> **Problem set**:
(1) Can you repeat the passage on Arrayable contexts, starting with "Here is an AsciiString" and going on through "67 = 4398047895747.", and swap "AsciiString" for "ASCII string" each time it appears?
(2) How would the passage on Arrayable contexts go on from its final sentence? Write the next part.

> **Document text**:
* * * *
We now have an adjective we can apply over contexts. A context is Arrayable if:

  1. there is some principled way of encoding all things that live within it into an Array, and
  2. there is a fixed set of observations, after making which; for all things that live within it, we will have a finite upper bound on the integer value of the array computed.
  3. each semantically different value will map to a single Array, distinct from any other, but any values that are equal within that context will map to the same Array.

Vector is not Arrayable, but here are two examples of Arrayable contexts, BigInt and AsciiString:

BigInt: Observe _upper. Observe _data. If _data exceeds _upper, the nonsymbol does not live in the BigInt context. This is Arrayable as n(_upper)^2 + n(_data).

AsciiString: Observe _size and, if it is a natural number, call it k. (Otherwise, the nonsymbol is not an AsciiString.) Observe 0, ..., k-1. If all observations are natural numbers from 0 to 127 inclusive, you have an AsciiString. Otherwise, the nonsymbol does not live in this context. If it does, this is Arrayable as: 128^0 * n(0) + 128^1 * n(1) + ... + 128^(k-1) * n(k - 1) + (128^k)^2.

Here is an AsciiString nonsymbol for “CAT”:

{_size => 3, 0 => 67, 1 => 65, 2 => 84}

Its corresponding Array (integer) is 2^42 + 84 * 2^14 + 65 * 2^7 + 67 = 4398047895747.

Whither code?

So far, we’ve dealt only with data. I haven’t gotten yet to code: what it is, and why we like it. Code is what we call a nonsymbol within some Arrayable context (called a language) that allows us to produces a symbol or nonsymbol, in a predictable and useful way, from it. For example, here’s a piece of code, expressed as a nonsymbol.

{_size => 15, 0 => 40, 1 => 102, 2 => 110, 3 => 32, 4 => 120, 5 => 32, 6 => 40, 7 => 115, 8 => 117, 9 => 99, 10 => 99, 11 => 32, 12 => 120, 13 => 41, 14 => 41}

It can better be expressed as an Ascii string:

"(fn x (succ x))"

Our language might give us the tools to transmit this into the nonsymbol we want: {x => x’}.
* * * *
> **Supplied material**:
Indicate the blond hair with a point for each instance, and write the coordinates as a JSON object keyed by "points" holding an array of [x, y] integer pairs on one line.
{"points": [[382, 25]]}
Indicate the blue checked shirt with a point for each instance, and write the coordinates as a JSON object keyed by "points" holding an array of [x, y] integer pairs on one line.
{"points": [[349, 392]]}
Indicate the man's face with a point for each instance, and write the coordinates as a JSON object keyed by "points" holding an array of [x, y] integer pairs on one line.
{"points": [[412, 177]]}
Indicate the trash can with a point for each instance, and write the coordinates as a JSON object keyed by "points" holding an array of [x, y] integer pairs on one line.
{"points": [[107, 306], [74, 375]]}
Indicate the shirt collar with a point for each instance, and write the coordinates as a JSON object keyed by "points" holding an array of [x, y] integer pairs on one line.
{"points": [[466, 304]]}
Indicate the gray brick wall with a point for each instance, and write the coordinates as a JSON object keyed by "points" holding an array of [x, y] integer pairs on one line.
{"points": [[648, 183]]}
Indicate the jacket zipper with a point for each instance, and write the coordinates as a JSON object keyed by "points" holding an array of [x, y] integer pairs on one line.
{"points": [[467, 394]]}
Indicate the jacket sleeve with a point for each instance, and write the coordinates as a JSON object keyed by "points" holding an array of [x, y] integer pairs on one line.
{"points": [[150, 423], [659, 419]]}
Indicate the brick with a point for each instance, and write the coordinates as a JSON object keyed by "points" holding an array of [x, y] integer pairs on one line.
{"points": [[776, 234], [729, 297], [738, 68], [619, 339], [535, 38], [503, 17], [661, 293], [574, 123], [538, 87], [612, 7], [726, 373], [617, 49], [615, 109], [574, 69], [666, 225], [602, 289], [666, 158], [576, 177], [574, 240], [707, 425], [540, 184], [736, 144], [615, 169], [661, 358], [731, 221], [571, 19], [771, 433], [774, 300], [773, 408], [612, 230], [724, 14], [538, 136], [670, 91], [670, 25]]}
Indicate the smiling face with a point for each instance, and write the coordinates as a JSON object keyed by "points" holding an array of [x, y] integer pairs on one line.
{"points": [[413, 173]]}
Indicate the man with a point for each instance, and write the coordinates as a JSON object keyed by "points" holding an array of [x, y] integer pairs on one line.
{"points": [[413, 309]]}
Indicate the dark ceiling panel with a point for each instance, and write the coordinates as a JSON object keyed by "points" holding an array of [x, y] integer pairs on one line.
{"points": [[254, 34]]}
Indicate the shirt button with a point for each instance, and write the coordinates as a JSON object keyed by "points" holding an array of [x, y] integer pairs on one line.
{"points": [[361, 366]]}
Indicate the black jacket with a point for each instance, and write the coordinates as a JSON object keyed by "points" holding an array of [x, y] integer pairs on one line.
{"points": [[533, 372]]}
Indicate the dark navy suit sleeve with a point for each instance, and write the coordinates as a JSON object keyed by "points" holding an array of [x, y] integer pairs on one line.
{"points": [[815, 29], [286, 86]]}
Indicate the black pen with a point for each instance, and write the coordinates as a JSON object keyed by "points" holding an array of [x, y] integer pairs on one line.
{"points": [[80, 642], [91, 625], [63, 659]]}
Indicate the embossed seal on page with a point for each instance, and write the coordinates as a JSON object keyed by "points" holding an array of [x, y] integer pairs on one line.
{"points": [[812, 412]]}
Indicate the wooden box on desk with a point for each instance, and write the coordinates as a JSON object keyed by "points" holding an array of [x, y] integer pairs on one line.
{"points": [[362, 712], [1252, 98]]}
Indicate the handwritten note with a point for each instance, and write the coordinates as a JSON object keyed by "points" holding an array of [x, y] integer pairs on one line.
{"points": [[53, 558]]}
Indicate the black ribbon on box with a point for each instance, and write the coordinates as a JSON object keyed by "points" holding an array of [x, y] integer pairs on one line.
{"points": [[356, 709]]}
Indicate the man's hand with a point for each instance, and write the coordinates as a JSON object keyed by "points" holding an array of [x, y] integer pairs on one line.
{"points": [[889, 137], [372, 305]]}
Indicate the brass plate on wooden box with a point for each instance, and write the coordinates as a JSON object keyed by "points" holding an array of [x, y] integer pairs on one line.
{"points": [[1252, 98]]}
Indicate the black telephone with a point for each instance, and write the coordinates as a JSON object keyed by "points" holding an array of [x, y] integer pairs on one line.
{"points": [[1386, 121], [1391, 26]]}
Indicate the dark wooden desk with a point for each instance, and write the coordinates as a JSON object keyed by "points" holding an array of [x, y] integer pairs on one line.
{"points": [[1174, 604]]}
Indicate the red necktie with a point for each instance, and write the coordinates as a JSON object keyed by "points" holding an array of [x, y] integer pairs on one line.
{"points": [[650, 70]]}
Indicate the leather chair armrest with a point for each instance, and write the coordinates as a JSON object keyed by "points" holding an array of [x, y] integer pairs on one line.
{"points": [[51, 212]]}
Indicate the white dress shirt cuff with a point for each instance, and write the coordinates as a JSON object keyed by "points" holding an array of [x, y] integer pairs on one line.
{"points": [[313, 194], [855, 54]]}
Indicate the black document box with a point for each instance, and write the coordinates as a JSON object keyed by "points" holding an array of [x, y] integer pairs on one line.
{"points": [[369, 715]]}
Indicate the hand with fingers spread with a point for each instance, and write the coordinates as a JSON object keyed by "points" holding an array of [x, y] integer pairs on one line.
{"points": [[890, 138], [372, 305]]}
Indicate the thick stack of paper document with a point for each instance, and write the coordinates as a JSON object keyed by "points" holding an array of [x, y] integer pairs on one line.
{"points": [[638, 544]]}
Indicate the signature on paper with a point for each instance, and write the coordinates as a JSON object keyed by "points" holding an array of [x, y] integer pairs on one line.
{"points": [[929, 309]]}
* * * *
> **Answers for this exercise**:
(1)
Here is an ASCII string nonsymbol for “CAT”:

{_size => 3, 0 => 67, 1 => 65, 2 => 84}

Its corresponding Array (integer) is 2^42 + 84 * 2^14 + 65 * 2^7 + 67 = 4398047895747.

(2)
We can’t trust nonsymbols very far. The space in which they live is too big. Let’s just talk about a simple (but infinitely supported) nonsymbol called Add:

{0 => {0 => 0, 1 => 1, 2 => 2, …}, 1 => {0 => 1, 1 => 2, 2 => 3, …}, 2 => {0 => 2, 1 => 3, 2 => 4, …}}

We can’t afford to realize (or “complete”) this nonsymbol in its entirety, but that doesn’t mean we can’t use it, because we’re only going to need a small number of its infinite cases in a real-world running program. We need some way of specifying what it is, without having to allocate infinite memory (which no machine has) for the table. We end up wanting to be able to write something like this (in pseudocode):

$Use name #add for (fn x -> (if (eq x 0) then (fn y -> y) else (fn y -> (succ (#add (pred x) y)))))

When we execute this, we see its operational semantics.

(#add 2 3) is ((#add 2) 3)
. => (((fn x -> (if (eq x 0) ...)) 2) 3)
. => (((if (eq 2 3) ...)) 3)
. => ((if false ... (fn y -> (succ (#add (pred 2) y))) 3)
. => ((succ (#add (pred 2) y)) 3)
. => (succ (#add (pred 2) 3))
. => (succ (#add 1 3))
. => ... => (succ (succ (#add 0 3)))
. => ... => (succ (succ ((fn y -> y) 3)
. => ... => 5

Of course, this version of addition really succs when it comes to performance. (It’s not even tail-recursive!) Why are we performing so much succage just to add two natural numbers? Well, this is a “least assumptions” model and it doesn’t assume, axiomatically, that one knows how to add. We derive that from succ (which we do assume). In reality, you’d almost certainly want to have a primitive called add or + that performs the addition in a more performant way. Invoking it would perform an apply on the appropriate nonsymbol, e.g.:

(+ 5 7) => apply2[{nonsymbol for addition}, 5, 7]

How does this work in the world of real computation? Well, two things are different. First of all, we actually have a lot of those primitives that we didn’t assume to exist. For example, we have addition and multiplication provided by the chip: not the entire nonsymbol, but a process that executes it over a large number of values (e.g. 64-bit integers). We don’t have to write, in general, arithmetic operations in terms of succ. Again, we could, but it’d perform extremely poorly.

On the other hand, there’s a false assumption above, which is that that eq takes constant time (one “computation step”). On an a finite set of symbols, it can be very fast but, in the real world, this doesn’t hold true. No physical object that we know of can differentiate an infinite number of states and communicate back to us, reliably, which state is observed. That’s why finite sets of symbols and Arrays become important. 

What we really have in the state of a computer is a nonsymbol that has the capability to represent a finite (but very large!) set of symbols. We can think of it as a nonsymbol for which there is some natural number N that returns _error whenever we throw anything but an integer between 0 and N – 1 at it, and returns 0 or 1 when applied to such an integer. Since that state is Arrayable (if we know N) we can imagine it as a single integer or (more usefully) as an array of bits or bytes.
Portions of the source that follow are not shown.